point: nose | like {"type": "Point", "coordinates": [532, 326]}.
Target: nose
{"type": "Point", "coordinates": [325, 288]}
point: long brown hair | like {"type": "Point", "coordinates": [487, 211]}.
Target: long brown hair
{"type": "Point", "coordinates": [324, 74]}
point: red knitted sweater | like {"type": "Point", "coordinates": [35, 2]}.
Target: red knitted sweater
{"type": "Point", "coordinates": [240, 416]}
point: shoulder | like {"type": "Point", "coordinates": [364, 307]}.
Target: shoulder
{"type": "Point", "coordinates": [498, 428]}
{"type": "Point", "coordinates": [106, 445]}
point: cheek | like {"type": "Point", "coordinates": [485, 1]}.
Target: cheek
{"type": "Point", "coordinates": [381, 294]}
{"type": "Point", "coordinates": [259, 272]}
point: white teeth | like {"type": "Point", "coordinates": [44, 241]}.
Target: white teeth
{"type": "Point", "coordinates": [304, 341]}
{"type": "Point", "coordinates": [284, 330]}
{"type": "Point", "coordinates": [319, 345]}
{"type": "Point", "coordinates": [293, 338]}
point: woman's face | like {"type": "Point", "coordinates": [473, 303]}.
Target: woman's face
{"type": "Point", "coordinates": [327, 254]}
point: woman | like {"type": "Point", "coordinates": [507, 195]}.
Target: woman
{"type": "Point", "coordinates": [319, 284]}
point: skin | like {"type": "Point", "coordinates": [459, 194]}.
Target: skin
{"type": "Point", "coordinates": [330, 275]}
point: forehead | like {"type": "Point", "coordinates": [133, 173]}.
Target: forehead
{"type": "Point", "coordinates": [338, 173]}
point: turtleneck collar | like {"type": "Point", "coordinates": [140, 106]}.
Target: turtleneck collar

+ + + + + + +

▸ Required action
The whole listing above is to be restated word for word.

▸ Written reply
point: nose | like {"type": "Point", "coordinates": [532, 326]}.
Target: nose
{"type": "Point", "coordinates": [325, 288]}
point: long brown hair | like {"type": "Point", "coordinates": [487, 211]}.
Target: long brown hair
{"type": "Point", "coordinates": [324, 74]}
point: red knitted sweater | like {"type": "Point", "coordinates": [35, 2]}.
Target: red knitted sweater
{"type": "Point", "coordinates": [240, 416]}
point: shoulder | like {"type": "Point", "coordinates": [364, 307]}.
Target: shoulder
{"type": "Point", "coordinates": [498, 428]}
{"type": "Point", "coordinates": [106, 445]}
point: cheek | like {"type": "Point", "coordinates": [485, 1]}.
Target: cheek
{"type": "Point", "coordinates": [381, 294]}
{"type": "Point", "coordinates": [259, 272]}
point: white teeth | like {"type": "Point", "coordinates": [44, 241]}.
Target: white teeth
{"type": "Point", "coordinates": [304, 341]}
{"type": "Point", "coordinates": [284, 330]}
{"type": "Point", "coordinates": [319, 345]}
{"type": "Point", "coordinates": [293, 338]}
point: woman's face | like {"type": "Point", "coordinates": [473, 303]}.
Target: woman's face
{"type": "Point", "coordinates": [327, 254]}
point: woman | like {"type": "Point", "coordinates": [507, 195]}.
Target: woman
{"type": "Point", "coordinates": [319, 284]}
point: skin | like {"type": "Point", "coordinates": [459, 194]}.
Target: skin
{"type": "Point", "coordinates": [330, 275]}
point: forehead | like {"type": "Point", "coordinates": [133, 173]}.
Target: forehead
{"type": "Point", "coordinates": [338, 173]}
point: turtleneck collar | like {"type": "Point", "coordinates": [140, 106]}.
Target: turtleneck collar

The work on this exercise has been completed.